# What this task involves
According to the Elections Bill speech, how many allegations of voter fraud were made in 2020?

UK Parliament / Open data

Elections Bill

My Lords, I agree that Clause 1 should be struck from the Bill, if the Bill itself is not withdrawn. The clause is a dangerous solution to a problem that, as has been said, does not even exist. Requiring photo ID to vote will not strengthen democracy; it will weaken it. There is no doubt in my mind about that. It will damage the democratic rights of millions, disproportionately disfranchising poorer and ethnic minority voters, who, as we know, tend to lean towards Labour in elections.

There is no evidence that voter personation, which is what the clause is supposed to tackle, is a problem in this country. On the contrary, in 2020 there were just 139 allegations of voter fraud, which led to one conviction and one caution for personation. In 2019, although there were local, European and general elections, there was again just one conviction for personation out of 60 million votes—no problem there, then.

If this was not so serious it would be laughable. I am somewhat sceptical. It is not a coincidence that this Tory scheme for voter ID to suppress working-class voters is a mirror image of what has been done to black, Latino and American workers by the Republicans, as has been said. You would almost think that the ruling class was organising across the Atlantic to change the rules of the game itself. Surely not.

# Data provided
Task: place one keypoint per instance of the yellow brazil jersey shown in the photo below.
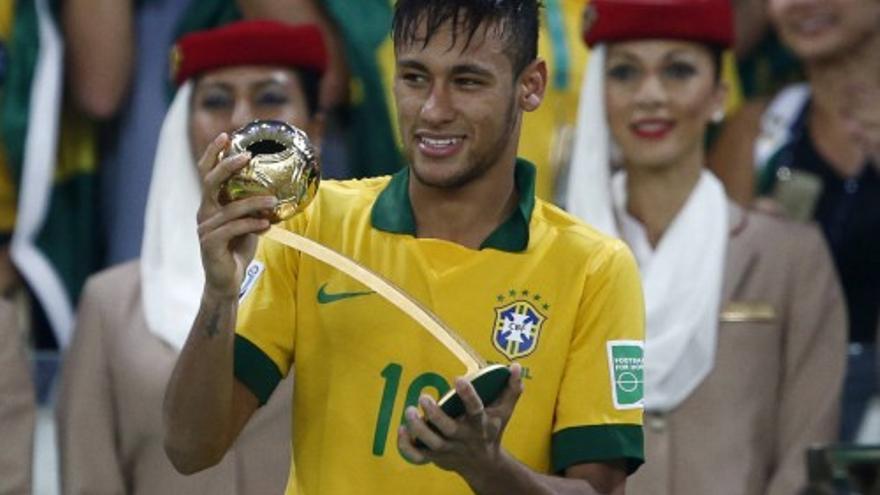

# Answer to this task
139 allegations.